**** Supplied passage

Onyango v Republic [2025] KEHC 1421 (KLR) | Obtaining By False Pretenses | Esheria

Onyango v Republic [2025] KEHC 1421 (KLR)

Full Case Text

Onyango v Republic (Criminal Appeal E062 of 2024) [2025] KEHC 1421 (KLR) (21 February 2025) (Judgment)

Neutral citation: [2025] KEHC 1421 (KLR)

Republic of Kenya

In the High Court at Kisumu

Criminal Appeal E062 of 2024

RE Aburili, J

February 21, 2025

Between

Roseline Atieno Onyango

Appellant

and

Republic

Respondent

(Being an Appeal from the judgment, conviction and sentence of Hon. G.C.Serem, Resident Magistrate in Kisumu Chief Magistrate’s Court Criminal Case NO E931 of 2022 delivered on 15th July, 2024)

Judgment

1. The appellant Roseline Atieno Onyango was found guilty of the offence of obtaining money by false pretenses contrary to section 313 of the Penal Code. Particulars are of the offence are that on diverse dates between 5th and 12th March, 2022, Kisumu Township, Kisumu Central Sub County within Kisumu County, the appellant obtained Kshs 320,000/= by falsely pretending that she would recruit the sister to the complainant Elijah Odoyo Omollo, to be a police officer, in recruiting her to the National police Service, a fact he knew to be false.

2. The appellant denied committing the offence and she was released on bond pending trial. The case proceeded to full trial. After hearing the prosecution and defence case, the trial court found the appellant guilty of the offence as charged and after hearing mitigation and considering the presentence report, sentenced the appellant to serve three years imprisonment.

3. Aggrieved by the guilty finding and sentence, the appellant filed her petition of appeal setting out five grounds of appeal. However, at the hearing of this appeal, her counsel consolidated the five grounds into two namely, contradictions in the evidence and sentence.

4. The appeal which was opposed was canvassed by way of written submissions filed by the appellant through her advocate Mr. Lore while Mr. Marete Principal prosecution Counsel submitted orally, with an oral rejoinder by Mr. Lore.

5. In his written submissions, the appellant’s counsel submitted that the trial magistrate’s analysis of the evidence of PW2 that it was cogent enough to confirm that monies received by PW1 were directly conveyed to the appellant was faulty because there was no evidence adduced by the prosecution to link such incident whatsoever.

********

- Job A:
Echo the judgment from "Onyango v Republic [2025] KEHC 1421 (KLR) |" up to and including "[2025] KEHC 1421 (KLR) (21 February 2025) (Judgment)".
The rows that follow the judgment have no connection to it.

**** Given records

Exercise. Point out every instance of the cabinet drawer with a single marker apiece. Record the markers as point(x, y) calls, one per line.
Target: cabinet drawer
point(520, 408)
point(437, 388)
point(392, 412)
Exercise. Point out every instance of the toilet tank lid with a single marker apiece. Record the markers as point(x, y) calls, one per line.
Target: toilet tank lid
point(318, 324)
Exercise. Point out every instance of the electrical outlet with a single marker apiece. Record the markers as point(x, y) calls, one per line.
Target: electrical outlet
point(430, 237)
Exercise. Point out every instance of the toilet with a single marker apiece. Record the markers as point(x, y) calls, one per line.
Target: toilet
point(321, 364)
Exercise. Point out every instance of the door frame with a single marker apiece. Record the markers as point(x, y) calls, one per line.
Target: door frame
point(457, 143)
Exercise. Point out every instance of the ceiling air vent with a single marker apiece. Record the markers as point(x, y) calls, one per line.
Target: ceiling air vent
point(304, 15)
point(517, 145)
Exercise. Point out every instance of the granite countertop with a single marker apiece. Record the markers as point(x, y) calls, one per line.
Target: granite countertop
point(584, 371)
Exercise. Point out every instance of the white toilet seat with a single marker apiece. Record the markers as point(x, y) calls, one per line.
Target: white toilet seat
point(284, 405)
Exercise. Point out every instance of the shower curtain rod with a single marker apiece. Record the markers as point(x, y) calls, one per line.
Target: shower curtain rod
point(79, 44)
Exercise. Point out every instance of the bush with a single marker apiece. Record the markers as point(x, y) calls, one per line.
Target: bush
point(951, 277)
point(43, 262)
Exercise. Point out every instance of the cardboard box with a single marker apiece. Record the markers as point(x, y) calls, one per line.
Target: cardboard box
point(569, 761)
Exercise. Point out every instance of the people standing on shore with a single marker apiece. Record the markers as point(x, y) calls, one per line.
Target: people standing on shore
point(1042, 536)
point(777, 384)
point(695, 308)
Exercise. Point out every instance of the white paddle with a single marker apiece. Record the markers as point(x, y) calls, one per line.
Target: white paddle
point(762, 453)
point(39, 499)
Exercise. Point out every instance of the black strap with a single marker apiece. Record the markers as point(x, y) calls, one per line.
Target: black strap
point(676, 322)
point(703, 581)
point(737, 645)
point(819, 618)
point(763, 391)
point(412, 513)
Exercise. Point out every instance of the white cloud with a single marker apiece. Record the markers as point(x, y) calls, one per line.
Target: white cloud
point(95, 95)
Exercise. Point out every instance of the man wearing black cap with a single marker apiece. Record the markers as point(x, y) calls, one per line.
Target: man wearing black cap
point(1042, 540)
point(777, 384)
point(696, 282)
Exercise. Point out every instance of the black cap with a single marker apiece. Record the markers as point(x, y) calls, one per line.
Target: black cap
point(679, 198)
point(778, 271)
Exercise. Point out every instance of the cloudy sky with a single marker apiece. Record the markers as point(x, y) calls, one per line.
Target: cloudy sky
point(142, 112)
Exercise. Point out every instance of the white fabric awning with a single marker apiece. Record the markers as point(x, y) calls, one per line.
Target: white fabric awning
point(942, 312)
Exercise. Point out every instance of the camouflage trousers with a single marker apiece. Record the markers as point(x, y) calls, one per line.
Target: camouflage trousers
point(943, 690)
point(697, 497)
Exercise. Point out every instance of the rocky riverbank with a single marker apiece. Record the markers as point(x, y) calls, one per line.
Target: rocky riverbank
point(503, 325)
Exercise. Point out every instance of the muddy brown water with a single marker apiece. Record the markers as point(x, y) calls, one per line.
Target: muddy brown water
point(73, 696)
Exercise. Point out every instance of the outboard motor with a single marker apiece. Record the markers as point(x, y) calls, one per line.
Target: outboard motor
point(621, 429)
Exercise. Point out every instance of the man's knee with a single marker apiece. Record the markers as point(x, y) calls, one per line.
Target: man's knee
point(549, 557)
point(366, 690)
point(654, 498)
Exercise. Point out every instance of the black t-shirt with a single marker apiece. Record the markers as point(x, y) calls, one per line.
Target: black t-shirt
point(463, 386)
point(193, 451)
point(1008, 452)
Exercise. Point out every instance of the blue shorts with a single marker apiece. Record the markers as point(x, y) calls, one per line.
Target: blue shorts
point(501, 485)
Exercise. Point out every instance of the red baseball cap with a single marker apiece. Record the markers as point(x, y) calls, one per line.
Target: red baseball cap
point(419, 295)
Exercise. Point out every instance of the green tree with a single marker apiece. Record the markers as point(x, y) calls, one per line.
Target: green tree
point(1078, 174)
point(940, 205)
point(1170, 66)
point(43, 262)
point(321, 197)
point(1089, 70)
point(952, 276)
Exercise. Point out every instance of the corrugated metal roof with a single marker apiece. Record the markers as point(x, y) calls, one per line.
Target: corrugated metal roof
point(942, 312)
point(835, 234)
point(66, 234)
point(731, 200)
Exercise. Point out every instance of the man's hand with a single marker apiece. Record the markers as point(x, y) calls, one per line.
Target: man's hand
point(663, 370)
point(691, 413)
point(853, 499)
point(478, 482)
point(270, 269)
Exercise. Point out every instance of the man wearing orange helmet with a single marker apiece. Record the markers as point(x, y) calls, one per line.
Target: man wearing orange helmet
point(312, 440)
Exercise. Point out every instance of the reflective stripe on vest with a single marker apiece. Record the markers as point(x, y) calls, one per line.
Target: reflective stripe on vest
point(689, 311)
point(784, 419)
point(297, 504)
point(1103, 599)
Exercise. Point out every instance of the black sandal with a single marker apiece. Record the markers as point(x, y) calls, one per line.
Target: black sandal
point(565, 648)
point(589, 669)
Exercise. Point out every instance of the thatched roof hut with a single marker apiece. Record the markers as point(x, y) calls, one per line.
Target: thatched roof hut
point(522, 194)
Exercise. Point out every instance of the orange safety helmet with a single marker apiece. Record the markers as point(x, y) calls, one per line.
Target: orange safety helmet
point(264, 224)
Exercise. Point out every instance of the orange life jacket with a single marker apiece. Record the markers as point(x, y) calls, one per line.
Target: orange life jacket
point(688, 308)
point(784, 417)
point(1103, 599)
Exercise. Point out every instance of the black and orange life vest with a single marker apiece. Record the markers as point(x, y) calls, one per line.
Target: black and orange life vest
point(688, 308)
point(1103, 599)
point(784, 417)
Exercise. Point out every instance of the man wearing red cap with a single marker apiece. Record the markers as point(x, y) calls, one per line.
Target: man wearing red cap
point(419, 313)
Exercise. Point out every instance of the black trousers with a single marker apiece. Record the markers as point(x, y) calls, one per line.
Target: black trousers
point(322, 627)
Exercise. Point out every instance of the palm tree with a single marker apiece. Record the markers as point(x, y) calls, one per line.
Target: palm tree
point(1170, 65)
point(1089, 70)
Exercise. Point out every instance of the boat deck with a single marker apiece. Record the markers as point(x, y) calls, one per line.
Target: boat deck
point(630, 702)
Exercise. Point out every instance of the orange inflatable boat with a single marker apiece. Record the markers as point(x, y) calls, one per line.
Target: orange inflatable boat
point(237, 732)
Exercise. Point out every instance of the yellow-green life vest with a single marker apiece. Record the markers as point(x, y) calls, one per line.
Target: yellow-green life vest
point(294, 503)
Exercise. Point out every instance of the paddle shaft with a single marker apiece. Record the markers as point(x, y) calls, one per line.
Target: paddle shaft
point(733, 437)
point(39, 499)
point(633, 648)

********

- Job B:
Update the rows from the line with "Exercise. Point out every instance of the people" up to and including the line with "point(695, 308)" by replacing "standing on shore" with "gathered on the beach", leaving everything else unchanged. Return only those lines.

- Worked solution A:
Onyango v Republic [2025] KEHC 1421 (KLR) | Obtaining By False Pretenses | Esheria

Onyango v Republic [2025] KEHC 1421 (KLR)

Full Case Text

Onyango v Republic (Criminal Appeal E062 of 2024) [2025] KEHC 1421 (KLR) (21 February 2025) (Judgment)

- Worked solution B:
Exercise. Point out every instance of the people gathered on the beach with a single marker apiece. Record the markers as point(x, y) calls, one per line.
Target: people gathered on the beach
point(1042, 536)
point(777, 384)
point(695, 308)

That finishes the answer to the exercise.